Tally how many lines in the material below contain the word "barrier", and give only that number.

[DATASET EXTRACT]
————

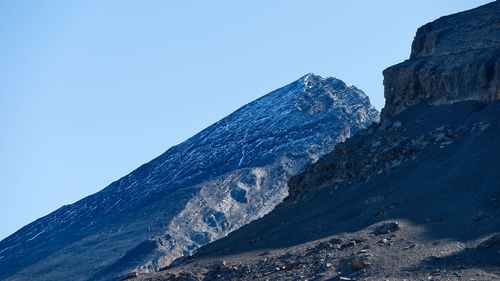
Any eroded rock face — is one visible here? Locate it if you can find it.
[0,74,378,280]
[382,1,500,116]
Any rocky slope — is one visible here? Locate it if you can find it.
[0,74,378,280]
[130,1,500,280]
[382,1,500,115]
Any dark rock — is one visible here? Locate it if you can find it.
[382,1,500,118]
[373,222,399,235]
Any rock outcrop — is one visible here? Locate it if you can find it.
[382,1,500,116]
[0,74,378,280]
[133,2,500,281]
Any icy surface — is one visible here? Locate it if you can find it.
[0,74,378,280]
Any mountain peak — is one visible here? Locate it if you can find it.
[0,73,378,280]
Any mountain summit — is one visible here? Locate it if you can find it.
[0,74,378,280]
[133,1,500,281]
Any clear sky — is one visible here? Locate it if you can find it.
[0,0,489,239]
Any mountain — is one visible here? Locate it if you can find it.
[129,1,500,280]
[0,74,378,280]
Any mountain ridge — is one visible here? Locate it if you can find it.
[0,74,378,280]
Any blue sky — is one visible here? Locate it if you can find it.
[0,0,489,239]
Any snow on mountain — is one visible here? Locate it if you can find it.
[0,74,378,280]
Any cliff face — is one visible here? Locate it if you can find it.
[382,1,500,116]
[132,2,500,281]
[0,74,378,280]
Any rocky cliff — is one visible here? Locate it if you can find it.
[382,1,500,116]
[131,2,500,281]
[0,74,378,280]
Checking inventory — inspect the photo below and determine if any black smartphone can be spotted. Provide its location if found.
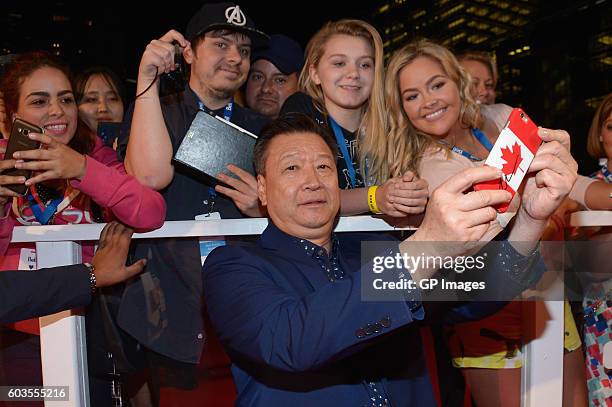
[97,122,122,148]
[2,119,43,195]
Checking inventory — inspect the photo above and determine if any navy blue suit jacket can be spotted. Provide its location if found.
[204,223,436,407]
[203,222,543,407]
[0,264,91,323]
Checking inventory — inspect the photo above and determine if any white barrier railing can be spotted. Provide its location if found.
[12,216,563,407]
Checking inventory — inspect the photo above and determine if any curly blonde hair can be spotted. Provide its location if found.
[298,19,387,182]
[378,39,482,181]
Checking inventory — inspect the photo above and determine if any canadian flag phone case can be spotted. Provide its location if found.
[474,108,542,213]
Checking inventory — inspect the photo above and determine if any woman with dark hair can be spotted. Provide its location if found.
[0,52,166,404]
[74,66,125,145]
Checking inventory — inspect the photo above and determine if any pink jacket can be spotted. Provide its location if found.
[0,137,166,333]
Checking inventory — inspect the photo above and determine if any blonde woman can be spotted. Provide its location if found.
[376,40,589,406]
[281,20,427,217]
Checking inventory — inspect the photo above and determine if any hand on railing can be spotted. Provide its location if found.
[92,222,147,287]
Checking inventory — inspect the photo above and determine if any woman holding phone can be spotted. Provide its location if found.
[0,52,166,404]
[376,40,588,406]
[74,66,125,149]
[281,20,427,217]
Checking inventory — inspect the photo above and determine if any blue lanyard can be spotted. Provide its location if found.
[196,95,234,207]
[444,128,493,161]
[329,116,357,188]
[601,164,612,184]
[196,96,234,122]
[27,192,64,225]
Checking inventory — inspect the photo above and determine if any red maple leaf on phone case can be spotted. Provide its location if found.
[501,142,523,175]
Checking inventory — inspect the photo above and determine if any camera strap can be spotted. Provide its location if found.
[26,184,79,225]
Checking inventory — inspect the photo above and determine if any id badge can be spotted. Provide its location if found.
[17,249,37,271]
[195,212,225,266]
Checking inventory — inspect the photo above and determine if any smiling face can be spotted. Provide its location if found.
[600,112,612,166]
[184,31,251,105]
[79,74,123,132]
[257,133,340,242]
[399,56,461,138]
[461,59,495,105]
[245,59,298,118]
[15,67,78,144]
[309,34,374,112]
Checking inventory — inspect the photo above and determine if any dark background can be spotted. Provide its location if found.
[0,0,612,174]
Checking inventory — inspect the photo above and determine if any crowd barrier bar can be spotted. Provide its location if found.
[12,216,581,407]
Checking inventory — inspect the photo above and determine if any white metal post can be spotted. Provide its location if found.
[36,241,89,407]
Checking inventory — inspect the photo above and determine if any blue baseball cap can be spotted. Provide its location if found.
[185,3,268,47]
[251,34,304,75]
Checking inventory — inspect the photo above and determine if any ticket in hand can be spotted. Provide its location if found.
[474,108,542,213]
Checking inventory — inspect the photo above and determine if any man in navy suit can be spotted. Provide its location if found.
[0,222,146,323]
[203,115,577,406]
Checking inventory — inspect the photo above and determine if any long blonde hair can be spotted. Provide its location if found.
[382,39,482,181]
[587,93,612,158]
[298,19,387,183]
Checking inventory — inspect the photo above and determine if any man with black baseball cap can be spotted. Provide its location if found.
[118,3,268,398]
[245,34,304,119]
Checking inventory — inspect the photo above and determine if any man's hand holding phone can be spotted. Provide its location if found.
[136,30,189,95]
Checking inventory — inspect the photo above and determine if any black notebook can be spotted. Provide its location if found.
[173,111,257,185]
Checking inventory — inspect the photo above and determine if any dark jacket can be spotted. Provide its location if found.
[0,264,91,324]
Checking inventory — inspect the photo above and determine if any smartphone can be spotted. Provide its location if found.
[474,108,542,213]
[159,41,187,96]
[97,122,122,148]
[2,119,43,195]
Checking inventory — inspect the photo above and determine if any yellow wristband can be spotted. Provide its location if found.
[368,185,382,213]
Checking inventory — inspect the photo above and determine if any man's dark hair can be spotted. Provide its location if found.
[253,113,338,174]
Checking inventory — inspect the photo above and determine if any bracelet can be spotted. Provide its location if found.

————

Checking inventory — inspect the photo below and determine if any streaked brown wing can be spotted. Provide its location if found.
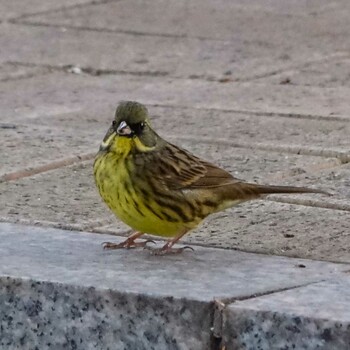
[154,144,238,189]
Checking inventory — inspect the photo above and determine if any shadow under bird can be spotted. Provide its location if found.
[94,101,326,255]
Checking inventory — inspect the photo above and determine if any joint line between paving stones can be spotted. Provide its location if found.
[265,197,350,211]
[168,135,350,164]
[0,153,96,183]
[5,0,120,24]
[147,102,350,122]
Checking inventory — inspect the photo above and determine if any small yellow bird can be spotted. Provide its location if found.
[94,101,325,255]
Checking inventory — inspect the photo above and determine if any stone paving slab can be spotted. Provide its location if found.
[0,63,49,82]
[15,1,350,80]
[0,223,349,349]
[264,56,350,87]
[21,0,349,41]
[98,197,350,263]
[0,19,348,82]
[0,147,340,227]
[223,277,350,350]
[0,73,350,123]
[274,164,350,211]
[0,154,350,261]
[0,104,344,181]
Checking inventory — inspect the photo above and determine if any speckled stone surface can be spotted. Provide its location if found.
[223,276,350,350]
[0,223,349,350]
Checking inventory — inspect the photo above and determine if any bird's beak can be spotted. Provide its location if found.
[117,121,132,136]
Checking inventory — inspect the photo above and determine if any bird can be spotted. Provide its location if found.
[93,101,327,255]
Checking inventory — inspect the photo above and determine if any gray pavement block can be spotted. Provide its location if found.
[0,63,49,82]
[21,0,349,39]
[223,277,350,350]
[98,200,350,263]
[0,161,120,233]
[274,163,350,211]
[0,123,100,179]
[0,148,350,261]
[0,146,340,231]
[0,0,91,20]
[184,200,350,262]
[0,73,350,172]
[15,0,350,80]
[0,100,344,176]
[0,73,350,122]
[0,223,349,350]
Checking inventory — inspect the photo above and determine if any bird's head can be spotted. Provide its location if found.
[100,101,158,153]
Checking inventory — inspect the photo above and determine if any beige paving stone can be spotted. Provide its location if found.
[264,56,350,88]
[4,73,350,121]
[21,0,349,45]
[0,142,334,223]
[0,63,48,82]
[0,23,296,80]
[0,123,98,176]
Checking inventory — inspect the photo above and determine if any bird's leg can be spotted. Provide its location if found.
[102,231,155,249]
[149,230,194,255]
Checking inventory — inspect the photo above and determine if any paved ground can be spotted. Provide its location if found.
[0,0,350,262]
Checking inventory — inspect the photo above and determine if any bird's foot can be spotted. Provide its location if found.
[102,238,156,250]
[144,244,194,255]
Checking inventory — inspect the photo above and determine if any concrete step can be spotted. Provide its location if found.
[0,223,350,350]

————

[TASK RESPONSE]
2